**Given instruction:** Restate exactly, and only, the lines from the one with "point_to SHOULD place one pin on every instance of the jet" through the end of the data, with both of those end lines kept. Drop any pictures.

**Source data:**
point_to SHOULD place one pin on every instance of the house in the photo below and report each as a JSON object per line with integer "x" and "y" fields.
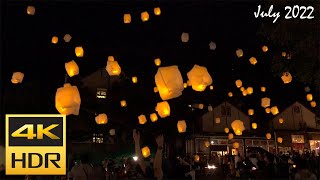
{"x": 298, "y": 127}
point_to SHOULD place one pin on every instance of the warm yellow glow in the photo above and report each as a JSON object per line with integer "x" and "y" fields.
{"x": 54, "y": 40}
{"x": 145, "y": 16}
{"x": 153, "y": 117}
{"x": 79, "y": 51}
{"x": 182, "y": 126}
{"x": 157, "y": 62}
{"x": 72, "y": 68}
{"x": 134, "y": 79}
{"x": 265, "y": 48}
{"x": 145, "y": 151}
{"x": 157, "y": 11}
{"x": 309, "y": 97}
{"x": 17, "y": 77}
{"x": 101, "y": 119}
{"x": 142, "y": 119}
{"x": 127, "y": 18}
{"x": 123, "y": 103}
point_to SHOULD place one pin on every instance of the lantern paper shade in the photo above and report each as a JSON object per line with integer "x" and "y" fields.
{"x": 79, "y": 51}
{"x": 153, "y": 117}
{"x": 268, "y": 136}
{"x": 169, "y": 82}
{"x": 127, "y": 18}
{"x": 184, "y": 37}
{"x": 157, "y": 62}
{"x": 101, "y": 119}
{"x": 17, "y": 77}
{"x": 199, "y": 78}
{"x": 145, "y": 151}
{"x": 182, "y": 126}
{"x": 238, "y": 83}
{"x": 54, "y": 40}
{"x": 157, "y": 11}
{"x": 274, "y": 110}
{"x": 142, "y": 119}
{"x": 72, "y": 68}
{"x": 67, "y": 38}
{"x": 212, "y": 46}
{"x": 254, "y": 125}
{"x": 286, "y": 77}
{"x": 145, "y": 16}
{"x": 68, "y": 100}
{"x": 163, "y": 109}
{"x": 113, "y": 68}
{"x": 265, "y": 102}
{"x": 239, "y": 53}
{"x": 309, "y": 97}
{"x": 253, "y": 61}
{"x": 31, "y": 10}
{"x": 238, "y": 127}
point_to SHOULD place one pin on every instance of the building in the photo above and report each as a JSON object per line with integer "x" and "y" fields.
{"x": 298, "y": 127}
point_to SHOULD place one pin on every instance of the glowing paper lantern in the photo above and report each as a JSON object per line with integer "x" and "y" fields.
{"x": 250, "y": 112}
{"x": 238, "y": 127}
{"x": 239, "y": 53}
{"x": 79, "y": 51}
{"x": 17, "y": 77}
{"x": 274, "y": 110}
{"x": 145, "y": 16}
{"x": 31, "y": 10}
{"x": 157, "y": 62}
{"x": 153, "y": 117}
{"x": 68, "y": 100}
{"x": 145, "y": 151}
{"x": 67, "y": 38}
{"x": 72, "y": 68}
{"x": 212, "y": 46}
{"x": 163, "y": 109}
{"x": 142, "y": 119}
{"x": 112, "y": 132}
{"x": 127, "y": 18}
{"x": 280, "y": 120}
{"x": 169, "y": 82}
{"x": 230, "y": 136}
{"x": 101, "y": 119}
{"x": 265, "y": 48}
{"x": 123, "y": 103}
{"x": 309, "y": 97}
{"x": 265, "y": 102}
{"x": 226, "y": 130}
{"x": 54, "y": 40}
{"x": 157, "y": 11}
{"x": 253, "y": 61}
{"x": 254, "y": 125}
{"x": 268, "y": 136}
{"x": 182, "y": 126}
{"x": 113, "y": 68}
{"x": 235, "y": 145}
{"x": 286, "y": 77}
{"x": 185, "y": 37}
{"x": 199, "y": 78}
{"x": 238, "y": 83}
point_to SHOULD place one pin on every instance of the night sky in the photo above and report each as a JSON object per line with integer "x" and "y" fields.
{"x": 98, "y": 27}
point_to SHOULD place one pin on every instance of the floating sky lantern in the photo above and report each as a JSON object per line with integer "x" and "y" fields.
{"x": 68, "y": 100}
{"x": 17, "y": 77}
{"x": 169, "y": 82}
{"x": 199, "y": 78}
{"x": 182, "y": 126}
{"x": 101, "y": 119}
{"x": 72, "y": 68}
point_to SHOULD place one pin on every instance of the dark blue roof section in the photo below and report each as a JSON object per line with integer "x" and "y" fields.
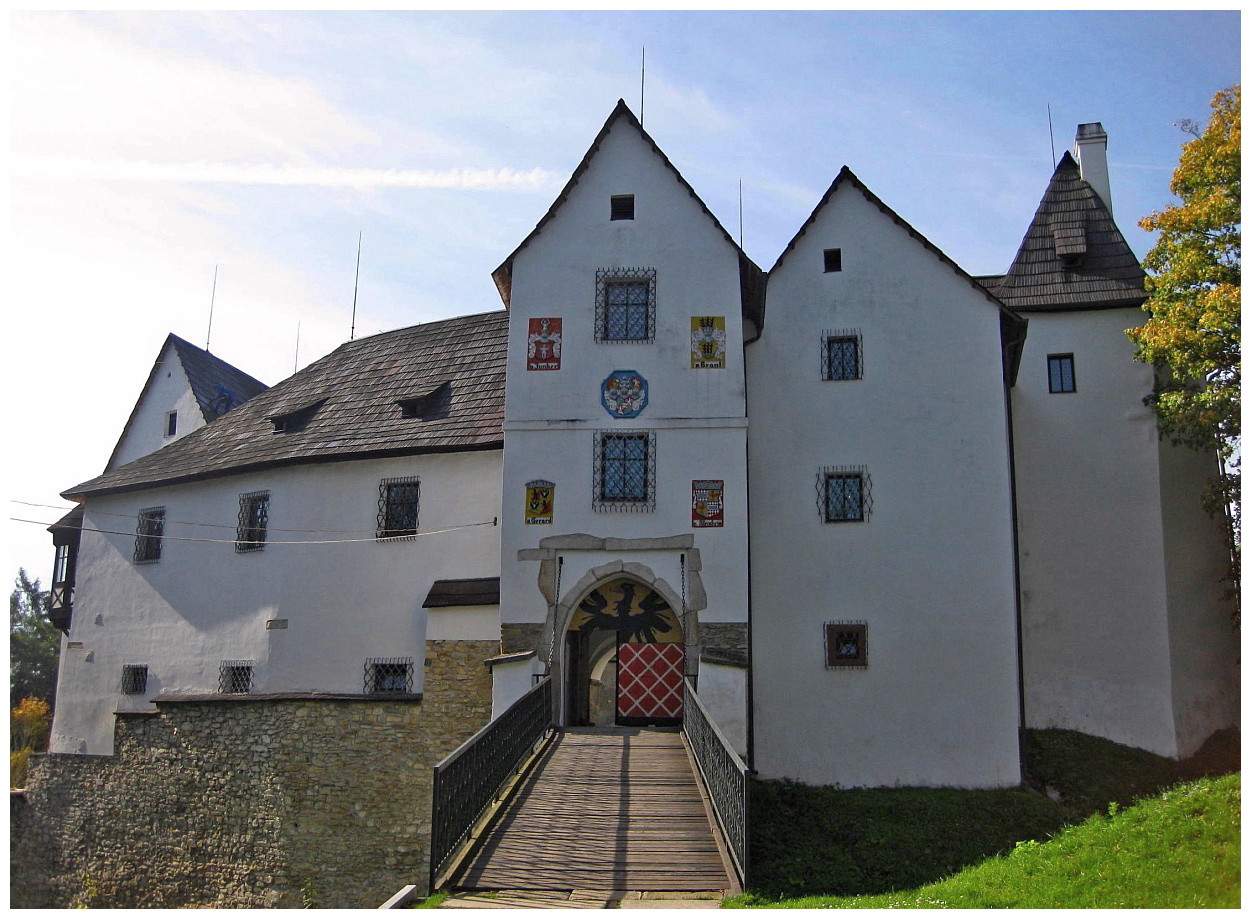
{"x": 218, "y": 386}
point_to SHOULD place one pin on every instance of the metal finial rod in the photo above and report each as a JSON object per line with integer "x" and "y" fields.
{"x": 355, "y": 289}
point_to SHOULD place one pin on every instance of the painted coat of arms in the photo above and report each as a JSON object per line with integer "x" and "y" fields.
{"x": 623, "y": 393}
{"x": 708, "y": 503}
{"x": 539, "y": 502}
{"x": 543, "y": 344}
{"x": 707, "y": 343}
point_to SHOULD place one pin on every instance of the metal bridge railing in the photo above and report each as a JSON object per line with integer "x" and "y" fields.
{"x": 471, "y": 777}
{"x": 724, "y": 777}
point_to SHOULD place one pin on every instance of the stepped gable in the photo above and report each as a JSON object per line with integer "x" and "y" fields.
{"x": 350, "y": 405}
{"x": 1072, "y": 256}
{"x": 218, "y": 386}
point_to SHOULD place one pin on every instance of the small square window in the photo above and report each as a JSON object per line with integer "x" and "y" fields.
{"x": 148, "y": 534}
{"x": 253, "y": 522}
{"x": 846, "y": 644}
{"x": 843, "y": 494}
{"x": 398, "y": 502}
{"x": 134, "y": 679}
{"x": 1060, "y": 373}
{"x": 841, "y": 356}
{"x": 622, "y": 206}
{"x": 388, "y": 675}
{"x": 626, "y": 305}
{"x": 624, "y": 470}
{"x": 234, "y": 678}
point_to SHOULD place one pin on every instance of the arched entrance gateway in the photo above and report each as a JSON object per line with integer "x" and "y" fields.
{"x": 624, "y": 658}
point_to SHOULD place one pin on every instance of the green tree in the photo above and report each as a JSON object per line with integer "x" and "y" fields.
{"x": 34, "y": 643}
{"x": 1195, "y": 284}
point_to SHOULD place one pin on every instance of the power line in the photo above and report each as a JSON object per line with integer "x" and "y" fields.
{"x": 273, "y": 542}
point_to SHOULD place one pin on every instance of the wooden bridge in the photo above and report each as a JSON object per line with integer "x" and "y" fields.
{"x": 603, "y": 809}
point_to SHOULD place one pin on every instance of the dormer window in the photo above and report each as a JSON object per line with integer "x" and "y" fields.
{"x": 295, "y": 419}
{"x": 622, "y": 208}
{"x": 428, "y": 405}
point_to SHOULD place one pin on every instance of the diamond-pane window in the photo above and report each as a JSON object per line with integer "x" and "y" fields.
{"x": 234, "y": 678}
{"x": 398, "y": 502}
{"x": 388, "y": 675}
{"x": 148, "y": 534}
{"x": 134, "y": 679}
{"x": 1060, "y": 373}
{"x": 841, "y": 356}
{"x": 253, "y": 522}
{"x": 626, "y": 304}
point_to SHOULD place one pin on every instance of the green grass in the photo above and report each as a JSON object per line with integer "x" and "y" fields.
{"x": 1180, "y": 849}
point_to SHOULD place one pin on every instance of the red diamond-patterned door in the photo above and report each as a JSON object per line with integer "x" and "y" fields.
{"x": 649, "y": 682}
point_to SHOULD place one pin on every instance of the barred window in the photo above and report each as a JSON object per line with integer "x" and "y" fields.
{"x": 388, "y": 675}
{"x": 148, "y": 534}
{"x": 626, "y": 304}
{"x": 843, "y": 494}
{"x": 253, "y": 522}
{"x": 398, "y": 502}
{"x": 846, "y": 644}
{"x": 1060, "y": 373}
{"x": 624, "y": 470}
{"x": 234, "y": 678}
{"x": 841, "y": 355}
{"x": 134, "y": 679}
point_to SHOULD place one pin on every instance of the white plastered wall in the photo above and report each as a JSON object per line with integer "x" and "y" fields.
{"x": 697, "y": 414}
{"x": 1122, "y": 634}
{"x": 931, "y": 569}
{"x": 203, "y": 603}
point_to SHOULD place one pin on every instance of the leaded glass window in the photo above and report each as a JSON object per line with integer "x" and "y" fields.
{"x": 148, "y": 534}
{"x": 1060, "y": 373}
{"x": 398, "y": 500}
{"x": 841, "y": 356}
{"x": 624, "y": 472}
{"x": 626, "y": 304}
{"x": 389, "y": 675}
{"x": 253, "y": 522}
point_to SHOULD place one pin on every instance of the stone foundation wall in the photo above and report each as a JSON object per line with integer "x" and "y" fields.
{"x": 248, "y": 802}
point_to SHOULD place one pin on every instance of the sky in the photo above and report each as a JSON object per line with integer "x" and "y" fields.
{"x": 149, "y": 150}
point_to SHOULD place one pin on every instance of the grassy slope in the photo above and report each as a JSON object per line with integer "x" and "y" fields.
{"x": 831, "y": 842}
{"x": 1180, "y": 849}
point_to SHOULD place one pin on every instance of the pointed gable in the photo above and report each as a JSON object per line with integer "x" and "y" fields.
{"x": 1072, "y": 256}
{"x": 751, "y": 276}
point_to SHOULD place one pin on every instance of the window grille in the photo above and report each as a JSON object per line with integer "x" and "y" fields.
{"x": 846, "y": 644}
{"x": 388, "y": 675}
{"x": 234, "y": 678}
{"x": 622, "y": 206}
{"x": 841, "y": 355}
{"x": 398, "y": 502}
{"x": 148, "y": 533}
{"x": 843, "y": 494}
{"x": 253, "y": 522}
{"x": 626, "y": 304}
{"x": 134, "y": 679}
{"x": 624, "y": 472}
{"x": 1060, "y": 373}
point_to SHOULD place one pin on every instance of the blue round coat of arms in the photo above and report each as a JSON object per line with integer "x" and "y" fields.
{"x": 623, "y": 393}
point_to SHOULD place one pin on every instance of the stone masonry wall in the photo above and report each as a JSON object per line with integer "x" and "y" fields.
{"x": 249, "y": 802}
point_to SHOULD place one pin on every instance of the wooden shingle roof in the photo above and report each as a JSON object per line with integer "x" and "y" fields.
{"x": 355, "y": 390}
{"x": 1072, "y": 256}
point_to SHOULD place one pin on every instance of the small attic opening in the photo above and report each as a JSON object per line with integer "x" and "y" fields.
{"x": 295, "y": 419}
{"x": 432, "y": 404}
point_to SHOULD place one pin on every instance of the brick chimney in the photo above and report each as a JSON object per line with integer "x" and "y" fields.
{"x": 1090, "y": 150}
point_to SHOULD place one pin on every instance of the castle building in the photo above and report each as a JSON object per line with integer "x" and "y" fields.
{"x": 882, "y": 513}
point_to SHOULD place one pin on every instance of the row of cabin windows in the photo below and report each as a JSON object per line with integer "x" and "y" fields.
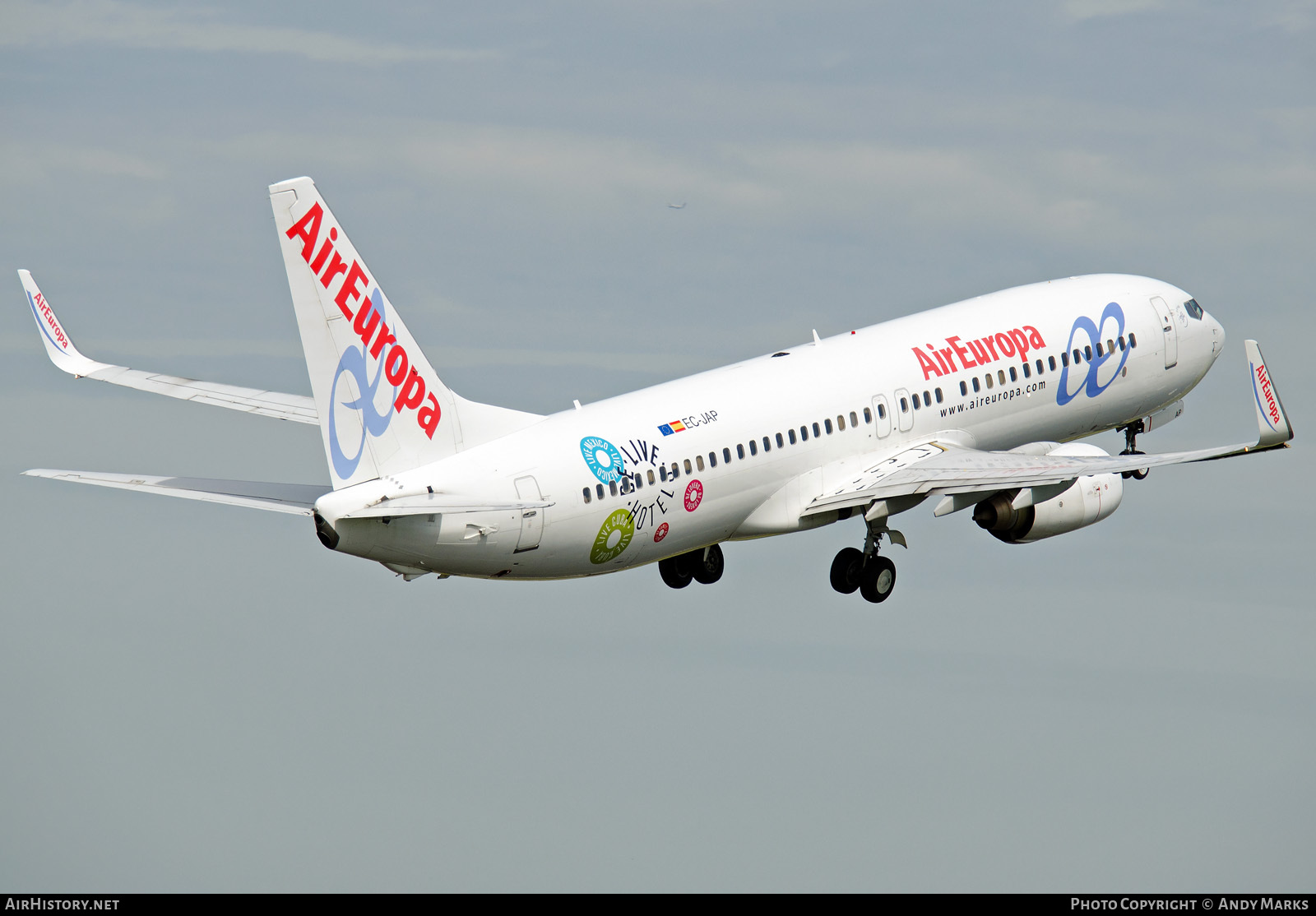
{"x": 1079, "y": 355}
{"x": 636, "y": 481}
{"x": 918, "y": 403}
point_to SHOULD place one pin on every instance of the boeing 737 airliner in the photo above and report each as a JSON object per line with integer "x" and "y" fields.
{"x": 969, "y": 405}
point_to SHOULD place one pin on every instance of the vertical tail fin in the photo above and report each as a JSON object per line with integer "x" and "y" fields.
{"x": 382, "y": 407}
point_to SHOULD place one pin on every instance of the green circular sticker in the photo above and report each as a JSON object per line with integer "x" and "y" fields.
{"x": 614, "y": 537}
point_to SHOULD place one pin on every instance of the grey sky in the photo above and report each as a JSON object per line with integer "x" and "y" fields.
{"x": 203, "y": 698}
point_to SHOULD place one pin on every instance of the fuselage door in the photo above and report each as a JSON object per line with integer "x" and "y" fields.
{"x": 905, "y": 411}
{"x": 532, "y": 520}
{"x": 882, "y": 416}
{"x": 1171, "y": 333}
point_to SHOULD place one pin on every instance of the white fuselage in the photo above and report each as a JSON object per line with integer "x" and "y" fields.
{"x": 940, "y": 359}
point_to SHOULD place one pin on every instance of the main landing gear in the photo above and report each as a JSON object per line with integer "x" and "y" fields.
{"x": 704, "y": 567}
{"x": 1131, "y": 447}
{"x": 864, "y": 570}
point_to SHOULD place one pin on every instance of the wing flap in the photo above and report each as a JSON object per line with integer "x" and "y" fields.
{"x": 65, "y": 355}
{"x": 291, "y": 497}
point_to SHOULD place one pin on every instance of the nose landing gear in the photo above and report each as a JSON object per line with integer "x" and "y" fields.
{"x": 703, "y": 567}
{"x": 864, "y": 570}
{"x": 1131, "y": 447}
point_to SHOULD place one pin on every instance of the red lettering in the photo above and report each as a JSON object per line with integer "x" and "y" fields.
{"x": 961, "y": 352}
{"x": 365, "y": 331}
{"x": 396, "y": 366}
{"x": 925, "y": 365}
{"x": 308, "y": 230}
{"x": 980, "y": 352}
{"x": 1020, "y": 342}
{"x": 349, "y": 289}
{"x": 411, "y": 394}
{"x": 336, "y": 266}
{"x": 428, "y": 416}
{"x": 382, "y": 341}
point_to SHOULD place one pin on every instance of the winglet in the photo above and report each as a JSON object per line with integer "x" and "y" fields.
{"x": 59, "y": 346}
{"x": 1272, "y": 420}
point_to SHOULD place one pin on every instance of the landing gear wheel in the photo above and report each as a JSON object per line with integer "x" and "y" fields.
{"x": 846, "y": 570}
{"x": 675, "y": 571}
{"x": 707, "y": 565}
{"x": 879, "y": 578}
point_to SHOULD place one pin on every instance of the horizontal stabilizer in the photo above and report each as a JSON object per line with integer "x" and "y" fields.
{"x": 293, "y": 497}
{"x": 63, "y": 352}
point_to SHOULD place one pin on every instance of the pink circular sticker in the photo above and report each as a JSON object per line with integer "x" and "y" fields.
{"x": 694, "y": 495}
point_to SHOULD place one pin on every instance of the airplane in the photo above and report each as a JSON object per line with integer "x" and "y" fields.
{"x": 977, "y": 405}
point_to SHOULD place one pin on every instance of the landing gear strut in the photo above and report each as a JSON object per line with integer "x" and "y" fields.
{"x": 1131, "y": 447}
{"x": 864, "y": 570}
{"x": 704, "y": 567}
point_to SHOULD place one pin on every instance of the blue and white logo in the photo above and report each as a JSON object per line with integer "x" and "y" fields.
{"x": 373, "y": 419}
{"x": 603, "y": 458}
{"x": 1090, "y": 372}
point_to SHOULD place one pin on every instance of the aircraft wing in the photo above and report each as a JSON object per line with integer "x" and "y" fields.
{"x": 294, "y": 497}
{"x": 947, "y": 469}
{"x": 63, "y": 352}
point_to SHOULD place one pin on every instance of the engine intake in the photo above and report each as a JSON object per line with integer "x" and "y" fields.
{"x": 1089, "y": 501}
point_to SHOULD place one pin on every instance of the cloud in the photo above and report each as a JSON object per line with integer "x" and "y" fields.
{"x": 195, "y": 30}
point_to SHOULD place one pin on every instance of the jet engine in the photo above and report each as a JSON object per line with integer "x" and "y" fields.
{"x": 1086, "y": 502}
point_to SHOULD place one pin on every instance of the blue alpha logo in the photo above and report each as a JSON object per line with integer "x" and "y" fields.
{"x": 603, "y": 458}
{"x": 1089, "y": 335}
{"x": 365, "y": 391}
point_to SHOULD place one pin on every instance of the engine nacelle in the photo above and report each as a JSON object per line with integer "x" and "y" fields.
{"x": 1086, "y": 502}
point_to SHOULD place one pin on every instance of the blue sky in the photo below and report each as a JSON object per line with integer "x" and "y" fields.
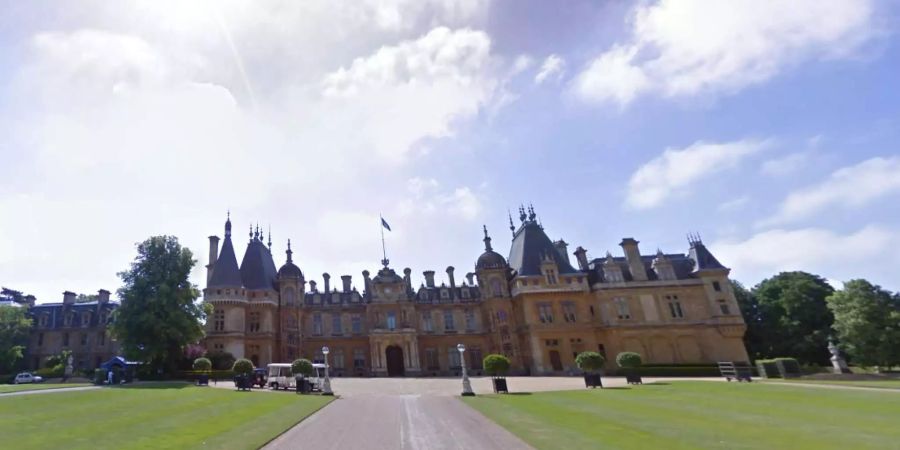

**Result of this exercise:**
point_to SHOULD place one pin on every instance of the jet engine in the photo above and report each as a JSON object per line with integer "x" and "y" fields.
{"x": 1086, "y": 502}
point_to SHOULD place one pin on every instance of the blue alpha logo in the photo above and report each as a JSON object per line with integer "x" and "y" fields.
{"x": 603, "y": 458}
{"x": 1089, "y": 335}
{"x": 365, "y": 391}
point_to SHOULD place one pin on every instance of the engine nacelle in the photo above and report each as a JSON object per line with integer "x" and "y" fields.
{"x": 1086, "y": 502}
point_to SHOULD place one pin on every instance of the blue sky in the photo below and report each as a JSON object per line with integer "x" and "y" fields.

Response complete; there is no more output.